Die Werkstatt von RS Historics nahe Monza ist eine der ersten Adressen in Italien für Rennvorbereitungen und komplexe Restaurierungen. Wir haben Gründer und Meistermechaniker Davide Riparbelli besucht.

Sobald man die Werkstatt von RS Historics in Albiate, einer kleinen Stadt zwischen Monza und Como, betreten hat, befindet man sich in einer anderen Welt. Es ist einer dieser magischen Orte, die nach Öl, Benzin und Metall durften – und in denen der Geist des Rennsports aus seiner goldenen Epoche noch lebendig zu sein scheint. RS Historics ist eine anspruchsvolle Automobilwerkstatt. Und sieht deshalb aus, wie anspruchsvolle Automobilwerkstätten in Italien nun einmal auszusehen haben: Ein grün bemalter Boden, Kisten voller Werkzeuge und Kartons voller Teile, Motorblöcke und Getriebeteile auf Werkbänken, Renntrophäen, Bücher, Souvenirs – und eine Reihe von Autos in verschiedenen Stadien der Dekonstruktion. Was diese Schraubstätte von den allermeisten Betrieben in diesem Land unterscheidet, das ist die Qualität der Autos, die hier restauriert und für den nächsten Renneinsatz präpariert werden. Wer spontan vorbei schaut und Glück hat, kann Davide Riparbelli dabei beobachten, wie er an einem Alfa Romeo 182 F1, dem einstigen Lotus 21 von Jim Clark oder einem wachechten Alfa Romeo GTA hantiert und schraubt.

§ Aufgabenstellung: Schreiben Sie den Abschnitt des Textes über die Werkstatt von RS Historics, der mit „Die Werkstatt von RS Historics nahe“ beginnt und bis „Davide Riparbelli besucht.“ reicht, noch einmal ab. Ersetzen Sie darin „Meistermechaniker“ durch „Chefmechaniker“.

§ Bereitgestelltes Material:
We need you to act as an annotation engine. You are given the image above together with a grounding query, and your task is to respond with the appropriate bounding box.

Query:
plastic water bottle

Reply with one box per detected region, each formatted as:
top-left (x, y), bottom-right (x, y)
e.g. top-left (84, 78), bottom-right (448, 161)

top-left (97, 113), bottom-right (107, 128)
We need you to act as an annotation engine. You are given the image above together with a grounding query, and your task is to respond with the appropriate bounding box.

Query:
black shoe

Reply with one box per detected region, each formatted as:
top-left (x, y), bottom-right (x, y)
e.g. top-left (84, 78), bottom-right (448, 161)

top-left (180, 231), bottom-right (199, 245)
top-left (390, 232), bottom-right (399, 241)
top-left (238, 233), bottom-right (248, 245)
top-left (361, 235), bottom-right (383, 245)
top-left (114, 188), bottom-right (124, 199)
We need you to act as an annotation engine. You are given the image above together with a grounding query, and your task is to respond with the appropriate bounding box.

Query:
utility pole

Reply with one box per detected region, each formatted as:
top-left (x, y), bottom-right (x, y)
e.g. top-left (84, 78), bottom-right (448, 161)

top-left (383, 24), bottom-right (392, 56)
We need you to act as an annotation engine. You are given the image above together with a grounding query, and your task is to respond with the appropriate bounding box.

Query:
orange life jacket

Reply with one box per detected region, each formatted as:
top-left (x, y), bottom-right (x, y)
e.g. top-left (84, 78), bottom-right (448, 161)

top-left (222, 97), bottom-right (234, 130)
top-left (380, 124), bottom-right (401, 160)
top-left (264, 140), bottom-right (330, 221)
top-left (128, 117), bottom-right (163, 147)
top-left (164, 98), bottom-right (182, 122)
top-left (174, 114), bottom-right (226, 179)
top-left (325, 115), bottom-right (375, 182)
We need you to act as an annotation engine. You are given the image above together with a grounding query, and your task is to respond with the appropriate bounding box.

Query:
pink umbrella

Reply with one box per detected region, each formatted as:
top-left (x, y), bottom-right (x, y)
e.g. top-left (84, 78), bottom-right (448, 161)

§ Antwort:
Die Werkstatt von RS Historics nahe Monza ist eine der ersten Adressen in Italien für Rennvorbereitungen und komplexe Restaurierungen. Wir haben Gründer und Chefmechaniker Davide Riparbelli besucht.